__Exercise task__. Scale down the records starting at the line that contains "the yellow kayak." and ending at the last line of the records, repeating every line, requests included, with each bounding-box coordinate in the answers multiplied by 0.3 and rounded to a whole number (halves round up). Leave the pictures out.

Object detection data
________________

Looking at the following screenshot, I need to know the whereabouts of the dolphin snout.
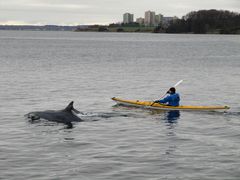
[27,113,40,121]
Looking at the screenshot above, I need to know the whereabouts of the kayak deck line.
[112,97,230,111]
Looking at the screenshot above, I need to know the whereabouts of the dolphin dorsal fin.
[64,101,73,111]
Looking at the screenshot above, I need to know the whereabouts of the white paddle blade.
[173,80,183,87]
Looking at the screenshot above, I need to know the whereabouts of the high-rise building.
[123,13,133,24]
[136,17,144,25]
[155,14,163,25]
[144,11,155,26]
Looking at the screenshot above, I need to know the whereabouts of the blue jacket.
[157,93,180,106]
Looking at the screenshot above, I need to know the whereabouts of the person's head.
[167,87,176,94]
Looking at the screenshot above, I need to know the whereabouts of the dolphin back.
[64,101,74,112]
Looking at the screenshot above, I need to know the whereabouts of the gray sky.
[0,0,240,25]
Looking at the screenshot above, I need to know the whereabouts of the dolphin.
[25,101,83,128]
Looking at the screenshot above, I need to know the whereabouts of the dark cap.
[167,87,176,94]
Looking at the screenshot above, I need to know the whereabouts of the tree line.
[165,9,240,34]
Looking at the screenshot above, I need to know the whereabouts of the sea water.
[0,31,240,180]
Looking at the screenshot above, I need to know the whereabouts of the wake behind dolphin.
[25,101,82,128]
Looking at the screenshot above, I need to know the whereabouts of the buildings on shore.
[123,11,178,26]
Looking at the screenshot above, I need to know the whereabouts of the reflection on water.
[165,110,180,123]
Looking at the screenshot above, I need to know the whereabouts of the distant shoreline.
[0,25,240,35]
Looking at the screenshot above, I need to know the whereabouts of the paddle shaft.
[151,80,183,106]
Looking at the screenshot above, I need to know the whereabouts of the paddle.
[151,80,183,106]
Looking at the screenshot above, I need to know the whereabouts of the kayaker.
[154,87,180,106]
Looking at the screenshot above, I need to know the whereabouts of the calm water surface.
[0,31,240,180]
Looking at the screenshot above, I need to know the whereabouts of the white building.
[123,13,133,24]
[144,11,156,26]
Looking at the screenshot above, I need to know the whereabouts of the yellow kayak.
[112,97,230,111]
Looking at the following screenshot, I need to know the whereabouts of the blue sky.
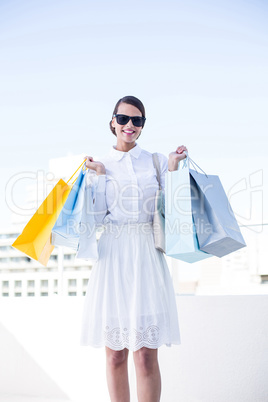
[0,0,268,226]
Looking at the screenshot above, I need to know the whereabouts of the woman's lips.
[123,130,135,135]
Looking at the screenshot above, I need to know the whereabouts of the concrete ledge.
[0,295,268,402]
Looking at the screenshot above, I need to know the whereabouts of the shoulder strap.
[153,152,162,190]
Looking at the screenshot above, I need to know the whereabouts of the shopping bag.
[51,165,86,250]
[76,179,98,260]
[190,163,246,257]
[12,161,84,266]
[165,157,211,263]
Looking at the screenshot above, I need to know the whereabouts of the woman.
[81,96,187,402]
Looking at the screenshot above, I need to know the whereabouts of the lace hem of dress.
[104,325,160,349]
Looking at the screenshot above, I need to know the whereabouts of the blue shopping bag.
[165,157,211,263]
[190,166,246,257]
[51,164,86,250]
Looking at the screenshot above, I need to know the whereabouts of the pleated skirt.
[81,223,181,351]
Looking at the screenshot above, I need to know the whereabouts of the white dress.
[81,144,181,351]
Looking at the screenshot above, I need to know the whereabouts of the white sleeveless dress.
[81,144,181,351]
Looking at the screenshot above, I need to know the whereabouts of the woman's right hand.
[85,156,106,175]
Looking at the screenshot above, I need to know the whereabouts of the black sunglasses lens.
[116,114,145,127]
[116,114,129,126]
[132,116,143,127]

________________

__Answer to the task__.
Looking at the screenshot above, I need to know the whereabouts of the yellow kayak.
[34,29,69,33]
Looking at the following screenshot, I need to know the whereabouts of the blue sky.
[0,0,80,68]
Looking at the screenshot above, I need to know the whereabouts of the woman's lips.
[37,39,41,41]
Looking at the screenshot above, I need to know the whereabouts of the concrete ledge.
[0,89,80,121]
Looking at the screenshot above, I need to know the whereabouts of the shoulder strap.
[46,46,49,57]
Looking at the screenshot above, I need to know the whereabouts of the shopping bag.
[15,50,26,75]
[23,54,29,78]
[57,49,74,77]
[4,48,25,80]
[50,47,63,79]
Looking at the screenshot above, I need to know the whereabouts of the woman.
[24,29,56,121]
Looking at the screenshot above, I need to know the whereabouts of the lace hem of dress.
[31,98,48,105]
Looking at the screenshot above, I need to know the whereabouts of the blue shopping bag.
[50,47,63,79]
[57,50,74,77]
[15,49,26,75]
Looking at the screenshot above, I need to know the whereabouts of the pleated skirt.
[24,67,54,105]
Looking at the screenshot above, I need to know the whereabouts of the white dress.
[24,43,54,105]
Looking at the screenshot above, I need to know the whereabouts of the white sleeveless dress.
[24,43,54,105]
Looking at the screenshot above, I need to know the whereabouts of the woman's right hand.
[26,47,32,53]
Looking at the screenshot above, I need to know the whereabouts of the black sunglasses lens.
[35,34,44,38]
[35,34,39,38]
[40,35,43,38]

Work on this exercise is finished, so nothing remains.